**GOAL OF THE EXERCISE:**
Using the blog post about how the writer met a sweetheart, answer these:
1. At what time did the writer actually leave school?
2. Who is hosting the linky party?
3. What kind of car was the writer sitting in when the cute boy drove into the parking lot?

**EXTRACTED TEXT:**
Happy Wednesday! It’s raining here. So I left school as soon as possible (I meant to leave at 3:00 right after PTT but, instead, I left at 4:00. Which is not right after, but it’s pretty darn good for me!), made some hot coffee, reunited with PJ, and sat down on the couch with a warm blanket. HAPPY SIGH.
In honor of Valentine’s Day (yes, I know that was yesterday and that some of you would like to forget about it, but just hold on), Chrissy at Buzzing with Ms. B. is having a linky party about How You Met Your Hunny. I LOVE this. I wanted to post it yesterday but that post was taken for Talk About It Tuesday. And I didn’t want anyone to get upset with me for delaying it. So here I go. I’m a little late to the party but I’m going!!!! And by the way, if you don’t follow Chrissy, get over there now and follow her. She cracks me up!!!!
SO!!! Clear throat. Cough. Is this thing on?
How I Met My Hunny:
I was 18 and a freshman at a community college. I worked at a telemarketing company because, back then, people were allowed to call you if they wanted to. It didn’t matter if you didn’t want them to. We called you anyway. And cell phones didn’t really exist for “regular people”. Maybe rich people, but not regular people so we called you at your home. Usually during dinner. I talked to some really nice people during the dinner hour. No one was ever rude to me or anything.
So, out of the blue one day, I saw this cute boy in a black truck drive into the parking lot. He was blasting the song “Unchained Melody” by the Righteous Brothers from his car stereo. (I actually just had to look that up. I don’t know who sings it. I just know it’s from the movie Ghost. Which was very popular back then.)
This cute guy had “Unchained Melody” playing. Not rap. Not heavy metal. Not even pop. He had a romantic tune playing. “Who is this guy?” I would ask myself from the driver’s seat of my Volkswagen Rabbit convertible (just like the girl’s car in Can’t Buy Me Love). I’m pretty sure that Skid Row was playing from my car stereo. Or Bon Jovi. Or Poison.

**DATASET CONTENT:**
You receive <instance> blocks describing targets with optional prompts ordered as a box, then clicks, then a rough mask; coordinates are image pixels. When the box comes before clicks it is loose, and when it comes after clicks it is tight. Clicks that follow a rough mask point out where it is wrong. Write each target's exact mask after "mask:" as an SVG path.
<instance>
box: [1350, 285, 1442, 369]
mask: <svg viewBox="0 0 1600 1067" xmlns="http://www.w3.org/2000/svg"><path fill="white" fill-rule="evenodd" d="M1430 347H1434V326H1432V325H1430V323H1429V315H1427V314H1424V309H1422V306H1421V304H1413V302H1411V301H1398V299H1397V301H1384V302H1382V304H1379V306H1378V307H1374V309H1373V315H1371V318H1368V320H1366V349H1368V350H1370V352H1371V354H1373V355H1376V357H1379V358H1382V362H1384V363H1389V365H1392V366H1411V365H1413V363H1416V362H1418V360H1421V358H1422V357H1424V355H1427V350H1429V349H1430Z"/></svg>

**RESULT FOR THIS EXERCISE:**
1. 4:00
2. Chrissy at Buzzing with Ms. B.
3. A Volkswagen Rabbit convertible